_What is expected_
Determine the number of lines in the listing below where the string "pipe" occurs; answer with the number alone.

....................

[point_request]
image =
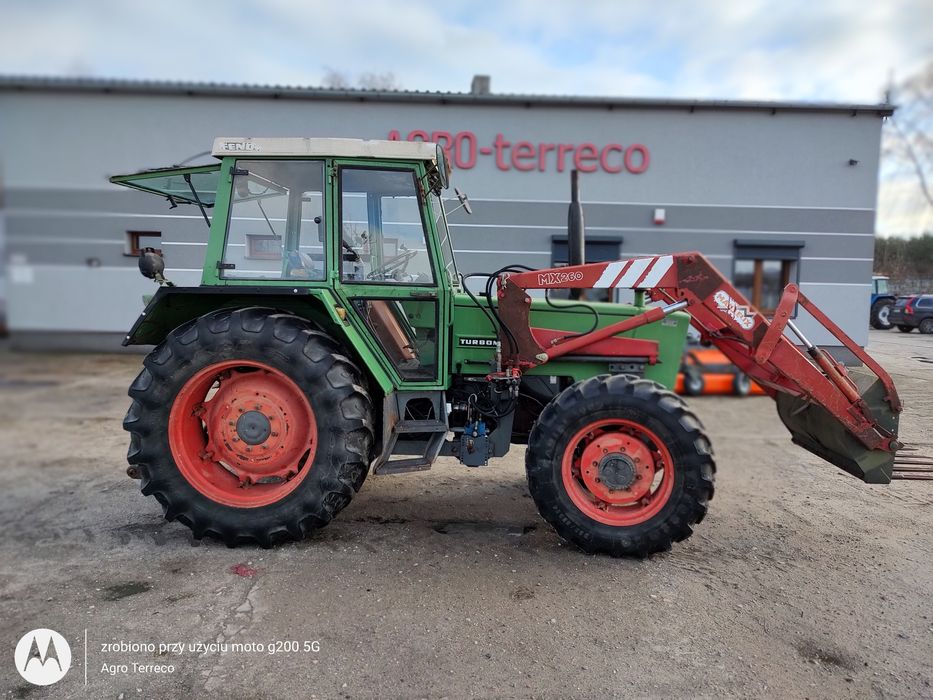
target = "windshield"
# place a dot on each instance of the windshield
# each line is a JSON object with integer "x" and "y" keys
{"x": 181, "y": 185}
{"x": 443, "y": 232}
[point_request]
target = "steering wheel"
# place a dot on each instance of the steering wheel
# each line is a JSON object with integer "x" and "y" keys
{"x": 395, "y": 265}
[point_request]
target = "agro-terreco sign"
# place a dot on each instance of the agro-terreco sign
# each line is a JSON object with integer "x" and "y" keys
{"x": 462, "y": 149}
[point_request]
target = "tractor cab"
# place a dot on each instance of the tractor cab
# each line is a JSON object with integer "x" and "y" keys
{"x": 356, "y": 228}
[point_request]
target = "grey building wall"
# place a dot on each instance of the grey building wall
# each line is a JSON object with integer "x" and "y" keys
{"x": 722, "y": 173}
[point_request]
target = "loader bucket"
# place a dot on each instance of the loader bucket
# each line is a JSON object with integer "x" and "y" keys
{"x": 817, "y": 430}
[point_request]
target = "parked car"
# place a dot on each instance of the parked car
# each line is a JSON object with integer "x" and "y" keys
{"x": 913, "y": 312}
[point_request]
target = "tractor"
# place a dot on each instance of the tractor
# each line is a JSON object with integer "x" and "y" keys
{"x": 332, "y": 335}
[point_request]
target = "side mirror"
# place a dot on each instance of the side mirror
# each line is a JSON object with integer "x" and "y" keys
{"x": 151, "y": 263}
{"x": 443, "y": 168}
{"x": 464, "y": 201}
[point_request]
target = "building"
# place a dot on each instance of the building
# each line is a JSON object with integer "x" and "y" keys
{"x": 770, "y": 192}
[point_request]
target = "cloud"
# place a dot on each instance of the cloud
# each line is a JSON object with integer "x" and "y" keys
{"x": 825, "y": 50}
{"x": 741, "y": 49}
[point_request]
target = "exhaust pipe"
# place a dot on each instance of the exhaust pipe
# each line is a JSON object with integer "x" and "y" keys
{"x": 576, "y": 237}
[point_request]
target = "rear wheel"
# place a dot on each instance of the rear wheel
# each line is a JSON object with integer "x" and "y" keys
{"x": 249, "y": 426}
{"x": 880, "y": 318}
{"x": 618, "y": 465}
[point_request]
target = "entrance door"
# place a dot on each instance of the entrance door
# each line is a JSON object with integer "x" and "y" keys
{"x": 389, "y": 270}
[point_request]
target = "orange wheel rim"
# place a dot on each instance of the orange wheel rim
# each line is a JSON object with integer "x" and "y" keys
{"x": 242, "y": 433}
{"x": 618, "y": 472}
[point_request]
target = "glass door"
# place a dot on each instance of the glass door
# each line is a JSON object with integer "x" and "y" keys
{"x": 388, "y": 268}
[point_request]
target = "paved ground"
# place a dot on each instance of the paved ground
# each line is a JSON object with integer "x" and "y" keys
{"x": 801, "y": 582}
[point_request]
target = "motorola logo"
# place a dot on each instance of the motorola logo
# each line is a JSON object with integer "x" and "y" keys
{"x": 42, "y": 656}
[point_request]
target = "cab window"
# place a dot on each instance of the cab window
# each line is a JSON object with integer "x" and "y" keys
{"x": 276, "y": 227}
{"x": 382, "y": 228}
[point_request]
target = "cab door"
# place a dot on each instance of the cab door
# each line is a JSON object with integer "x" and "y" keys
{"x": 387, "y": 267}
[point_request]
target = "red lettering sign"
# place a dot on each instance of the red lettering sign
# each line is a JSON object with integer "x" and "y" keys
{"x": 463, "y": 151}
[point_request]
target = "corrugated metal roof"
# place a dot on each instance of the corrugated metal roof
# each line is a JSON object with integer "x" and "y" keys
{"x": 195, "y": 89}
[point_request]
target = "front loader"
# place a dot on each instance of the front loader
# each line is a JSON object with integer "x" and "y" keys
{"x": 332, "y": 337}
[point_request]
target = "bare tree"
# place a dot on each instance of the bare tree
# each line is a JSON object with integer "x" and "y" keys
{"x": 335, "y": 79}
{"x": 378, "y": 81}
{"x": 908, "y": 140}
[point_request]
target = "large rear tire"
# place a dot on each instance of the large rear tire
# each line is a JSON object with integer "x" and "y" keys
{"x": 249, "y": 426}
{"x": 618, "y": 465}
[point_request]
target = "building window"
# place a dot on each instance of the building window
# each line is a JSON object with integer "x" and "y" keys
{"x": 138, "y": 241}
{"x": 762, "y": 270}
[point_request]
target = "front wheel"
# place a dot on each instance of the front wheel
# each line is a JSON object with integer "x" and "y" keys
{"x": 618, "y": 465}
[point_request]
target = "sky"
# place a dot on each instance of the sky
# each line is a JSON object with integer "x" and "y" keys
{"x": 822, "y": 50}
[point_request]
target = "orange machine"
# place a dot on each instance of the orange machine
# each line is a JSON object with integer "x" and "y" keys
{"x": 708, "y": 371}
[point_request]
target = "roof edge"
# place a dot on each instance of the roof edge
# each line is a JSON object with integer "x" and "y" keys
{"x": 26, "y": 83}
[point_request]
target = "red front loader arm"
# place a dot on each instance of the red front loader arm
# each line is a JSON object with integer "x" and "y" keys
{"x": 847, "y": 416}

....................

_Problem solution_
2